- Born: 12 March 1884 West Bromwich, UK
- Died: 1 January 1953 (aged 68)
- Education: University of Cambridge
- Known for: Antitoxin production
- Scientific career
- Fields: Biochemistry;
- Workplaces: University of Cambridge; University of Toronto; Lister Institute

= Annie Homer =

Biochemist

Annie Homer (12 March 1882 – 1 January 1953) was a biochemist at Newnham College, Cambridge, University of Toronto and the Lister Institute. She developed improved methods for large-scale production of antitoxin sera during World War I.

==Personal life and education==
Annie Homer was born at West Bromwich, UK, on 3 December 1882. Her parents were Joseph and Keziah (née Skidmore) Homer. After attending King Edward VI High School for Girls in Birmingham, Homer went in 1905 to Newnham College of the University of Cambridge to study chemistry. She took the Natural Sciences Tripos in 1904 and 1905, gaining Class I, chemistry, Part II but women were not awarded degrees by this university at that time. However, she was able to obtain an MA degree from Trinity College, Dublin based on her Cambridge studies. She was awarded a DSc by Trinity College in 1913 based on research she undertook at Newnham College.
———
TRY IT
According to the biography of Annie Homer, which college awarded her a DSc, and in what year?

[Stored data entries]
———
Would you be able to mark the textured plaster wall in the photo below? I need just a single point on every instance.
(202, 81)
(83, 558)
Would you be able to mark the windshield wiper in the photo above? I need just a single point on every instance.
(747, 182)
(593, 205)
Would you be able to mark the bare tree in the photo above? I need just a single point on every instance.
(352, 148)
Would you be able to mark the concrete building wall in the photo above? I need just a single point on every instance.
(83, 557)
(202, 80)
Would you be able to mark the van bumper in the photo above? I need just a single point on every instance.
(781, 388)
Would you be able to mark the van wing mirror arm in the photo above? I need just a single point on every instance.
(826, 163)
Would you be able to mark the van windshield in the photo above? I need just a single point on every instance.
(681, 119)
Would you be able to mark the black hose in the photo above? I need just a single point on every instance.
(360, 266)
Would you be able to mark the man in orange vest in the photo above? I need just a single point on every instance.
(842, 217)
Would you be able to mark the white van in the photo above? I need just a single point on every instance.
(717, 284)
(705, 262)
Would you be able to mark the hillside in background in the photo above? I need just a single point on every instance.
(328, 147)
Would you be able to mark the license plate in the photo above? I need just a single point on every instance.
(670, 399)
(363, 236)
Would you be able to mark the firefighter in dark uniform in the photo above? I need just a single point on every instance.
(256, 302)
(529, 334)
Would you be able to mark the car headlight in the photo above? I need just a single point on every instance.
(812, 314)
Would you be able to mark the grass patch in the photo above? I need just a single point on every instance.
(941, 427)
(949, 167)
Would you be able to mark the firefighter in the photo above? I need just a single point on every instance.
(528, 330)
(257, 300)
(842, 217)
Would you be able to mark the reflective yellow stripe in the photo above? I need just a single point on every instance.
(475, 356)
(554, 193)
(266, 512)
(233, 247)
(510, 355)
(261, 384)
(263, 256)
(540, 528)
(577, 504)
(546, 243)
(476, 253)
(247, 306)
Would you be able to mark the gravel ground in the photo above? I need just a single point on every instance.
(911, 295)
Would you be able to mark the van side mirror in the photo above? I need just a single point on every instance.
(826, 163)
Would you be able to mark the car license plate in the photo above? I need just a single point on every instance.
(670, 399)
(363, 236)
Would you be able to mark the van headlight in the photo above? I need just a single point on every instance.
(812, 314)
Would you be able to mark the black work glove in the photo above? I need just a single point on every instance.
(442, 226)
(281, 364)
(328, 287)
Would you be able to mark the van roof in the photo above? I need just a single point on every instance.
———
RESPONSE AREA
Trinity College, Dublin, in 1913.